## [Your objective]
Write out every entry word for word.

## [Extracted records]
----

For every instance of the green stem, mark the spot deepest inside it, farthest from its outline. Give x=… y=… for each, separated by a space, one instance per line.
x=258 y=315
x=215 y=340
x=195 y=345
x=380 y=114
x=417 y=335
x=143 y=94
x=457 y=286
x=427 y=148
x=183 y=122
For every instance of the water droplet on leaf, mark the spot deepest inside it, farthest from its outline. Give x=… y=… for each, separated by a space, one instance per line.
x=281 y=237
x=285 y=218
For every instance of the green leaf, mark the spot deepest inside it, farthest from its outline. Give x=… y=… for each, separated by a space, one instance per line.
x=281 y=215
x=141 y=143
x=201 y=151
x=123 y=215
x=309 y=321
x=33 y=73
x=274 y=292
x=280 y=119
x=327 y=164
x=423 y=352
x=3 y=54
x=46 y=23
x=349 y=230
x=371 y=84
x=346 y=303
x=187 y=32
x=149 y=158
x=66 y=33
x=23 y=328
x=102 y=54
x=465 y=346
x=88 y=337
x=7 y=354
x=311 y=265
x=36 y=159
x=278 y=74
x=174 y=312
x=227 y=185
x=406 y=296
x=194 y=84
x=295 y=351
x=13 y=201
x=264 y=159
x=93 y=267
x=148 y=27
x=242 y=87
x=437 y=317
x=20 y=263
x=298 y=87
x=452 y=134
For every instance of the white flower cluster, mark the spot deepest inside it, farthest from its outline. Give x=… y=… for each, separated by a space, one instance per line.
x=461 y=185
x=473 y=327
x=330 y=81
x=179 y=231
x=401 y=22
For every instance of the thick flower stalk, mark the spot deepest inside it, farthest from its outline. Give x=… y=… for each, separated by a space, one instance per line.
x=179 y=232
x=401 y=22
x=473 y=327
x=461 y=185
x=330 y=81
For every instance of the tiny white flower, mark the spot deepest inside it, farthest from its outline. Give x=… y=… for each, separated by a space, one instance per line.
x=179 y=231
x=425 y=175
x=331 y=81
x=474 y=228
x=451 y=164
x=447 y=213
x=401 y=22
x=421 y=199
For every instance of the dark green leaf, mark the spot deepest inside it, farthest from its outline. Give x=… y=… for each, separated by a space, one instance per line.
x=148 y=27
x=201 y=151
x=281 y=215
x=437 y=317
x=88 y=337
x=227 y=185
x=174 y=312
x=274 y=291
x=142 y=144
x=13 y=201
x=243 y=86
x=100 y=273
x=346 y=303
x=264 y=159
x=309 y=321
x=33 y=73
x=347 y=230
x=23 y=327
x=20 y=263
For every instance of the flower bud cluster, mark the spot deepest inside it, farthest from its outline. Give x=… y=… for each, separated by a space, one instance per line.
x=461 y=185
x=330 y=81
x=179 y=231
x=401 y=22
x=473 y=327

----

## [Response area]
For every instance of the green stem, mark the spot deepest inside it, farthest from its outline. Give x=… y=… for each, separated by a space, one instance per line.
x=258 y=315
x=215 y=340
x=195 y=345
x=380 y=114
x=417 y=335
x=143 y=94
x=457 y=286
x=427 y=148
x=183 y=122
For every instance of the water droplet on leaf, mark the spot deepest inside it, farthest from its outline. Give x=… y=… for each, separated by a space, one instance per line.
x=281 y=237
x=285 y=218
For every instance of the green leaf, mark the spot deepest inside it, farthest from its outline. Give x=… y=… for each, separated by a space, one instance per line.
x=281 y=215
x=141 y=143
x=201 y=151
x=123 y=215
x=309 y=321
x=33 y=73
x=274 y=292
x=280 y=119
x=327 y=164
x=423 y=352
x=3 y=54
x=46 y=23
x=349 y=230
x=371 y=84
x=346 y=303
x=187 y=32
x=149 y=158
x=66 y=33
x=23 y=328
x=102 y=54
x=465 y=346
x=88 y=337
x=7 y=354
x=311 y=265
x=36 y=159
x=278 y=74
x=174 y=312
x=227 y=185
x=406 y=296
x=194 y=84
x=295 y=351
x=13 y=201
x=264 y=159
x=93 y=267
x=148 y=27
x=242 y=87
x=437 y=317
x=20 y=263
x=298 y=87
x=452 y=134
For every instance of the white flower cluster, mark the spot deepest inside it, farthest from its outline. Give x=… y=… for each, separated by a space, one instance per line.
x=461 y=185
x=473 y=327
x=330 y=81
x=179 y=231
x=401 y=22
For every instance of the thick flower stalk, mark the spot deepest inside it, farthest from its outline. Give x=… y=… for each, separated by a space, one instance per line.
x=179 y=232
x=401 y=22
x=473 y=327
x=461 y=185
x=330 y=81
For every instance of the tiny white flower, mark the spot deepest inside it, farthest from its outline. Give x=… y=… for each, separated by a space, one instance per line.
x=179 y=231
x=425 y=175
x=331 y=81
x=474 y=228
x=451 y=164
x=447 y=213
x=401 y=22
x=421 y=199
For every instance of the dark green leaf, mark the spot deepest inside it, farthest from its outline. Give x=… y=… for each, separated by a space, one instance per line.
x=148 y=27
x=201 y=151
x=281 y=215
x=437 y=317
x=88 y=337
x=227 y=185
x=174 y=312
x=274 y=291
x=142 y=144
x=13 y=201
x=243 y=86
x=100 y=273
x=346 y=303
x=264 y=159
x=309 y=321
x=33 y=73
x=347 y=230
x=23 y=327
x=20 y=263
For every instance of the flower bud cluster, mark the spot deepest inside it, farthest from its outline. Give x=… y=… for each, separated by a space, one instance per line.
x=461 y=185
x=330 y=81
x=179 y=231
x=401 y=22
x=473 y=327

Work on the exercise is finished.